The following sections describe the various techniques to work with your versioned data.

Using a timestamp

You can provide the timestamp or date string as an option to the DataFrame reader using the following syntax.

%sql
-- Query metastore-defined Delta table by timestamp
SELECT * FROM my_table TIMESTAMP AS OF "2019-01-01"
SELECT * FROM my_table TIMESTAMP AS OF date_sub(current_date(), 1)
SELECT * FROM my_table TIMESTAMP AS OF "2019-01-01 01:30:00.000"

-- Query Delta table by file path by timestamp
SELECT * FROM delta.`<path-to-delta>` TIMESTAMP AS OF "2019-01-01"
SELECT * FROM delta.`<path-to-delta>` TIMESTAMP AS OF date_sub(current_date(), 1)
SELECT * FROM delta.`<path-to-delta>` TIMESTAMP AS OF "2019-01-01 01:30:00.000"

%python
# Load into Spark DataFrame from Delta table by timestamp
(df = spark.read
  .format("delta")
  .option("timestampAsOf", "2019-01-01")
  .load("/path/to/my/table"))

%scala
// Load into Spark DataFrame from Delta table by timestamp
val df = spark.read
  .format("delta")
  .option("timestampAsOf", "2019-01-01")
  .load("/path/to/my/table")

- **Supplied material**
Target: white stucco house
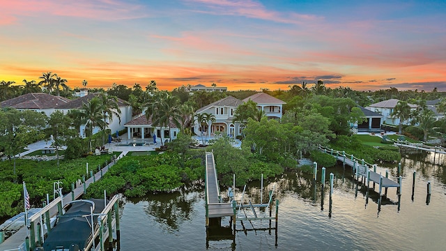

- **Your tasks**
- a) Copy the part of the versioned-data text that opens with the words containing "Using a timestamp" and closes with "my_table TIMESTAMP AS OF date_sub(current_date(), 1)", swapping "my_table" for "events_table".
- b) Extend the versioned-data text beyond its final line.

- **Task-by-task answers**
- a)
Using a timestamp

You can provide the timestamp or date string as an option to the DataFrame reader using the following syntax.

%sql
-- Query metastore-defined Delta table by timestamp
SELECT * FROM events_table TIMESTAMP AS OF "2019-01-01"
SELECT * FROM events_table TIMESTAMP AS OF date_sub(current_date(), 1)

- b)
Specific to the customer_t1 table, the following queries will allow you to query by two different timestamps. The following SQL queries will use the metastore-defined Delta table syntax.

%sql
-- Row count as of timestamp t1
SELECT COUNT(1) FROM customer_t1 TIMESTAMP AS OF "2020-10-30T18:15:03.000+0000"

-- Row count as of timestamp t2
SELECT COUNT(1) FROM customer_t1 TIMESTAMP AS OF "2020-10-30T18:10:47.000+0000"

%python
# timestamps
t1 = "2020-10-30T18:15:03.000+0000"
t2 = "2020-10-30T18:10:47.000+0000"
DELTA_PATH="/demo/customer_t1"

># Row count as of timestamp t1
(spark.read.format("delta")
     .option("timestampAsOf", t1).load(DELTA_PATH).count())

# Row count as of timestamp t2
(spark.read.format("delta")
     .option("timestampAsOf", t2).load(DELTA_PATH).count())

%scala
// timestamps
val t1 = "2020-10-30T18:15:03.000+0000"
val t2 = "2020-10-30T18:10:47.000+0000"
val DELTA_PATH="/demo/customer_t1"

// Row count as of timestamp t1
spark.read.format("delta")
     .option("timestampAsOf", t1).load(DELTA_PATH).count()

// Row count as of timestamp t2
spark.read.format("delta")
    .option("timestampAsOf", t2).load(DELTA_PATH).count()

The preceding queries have the following results below.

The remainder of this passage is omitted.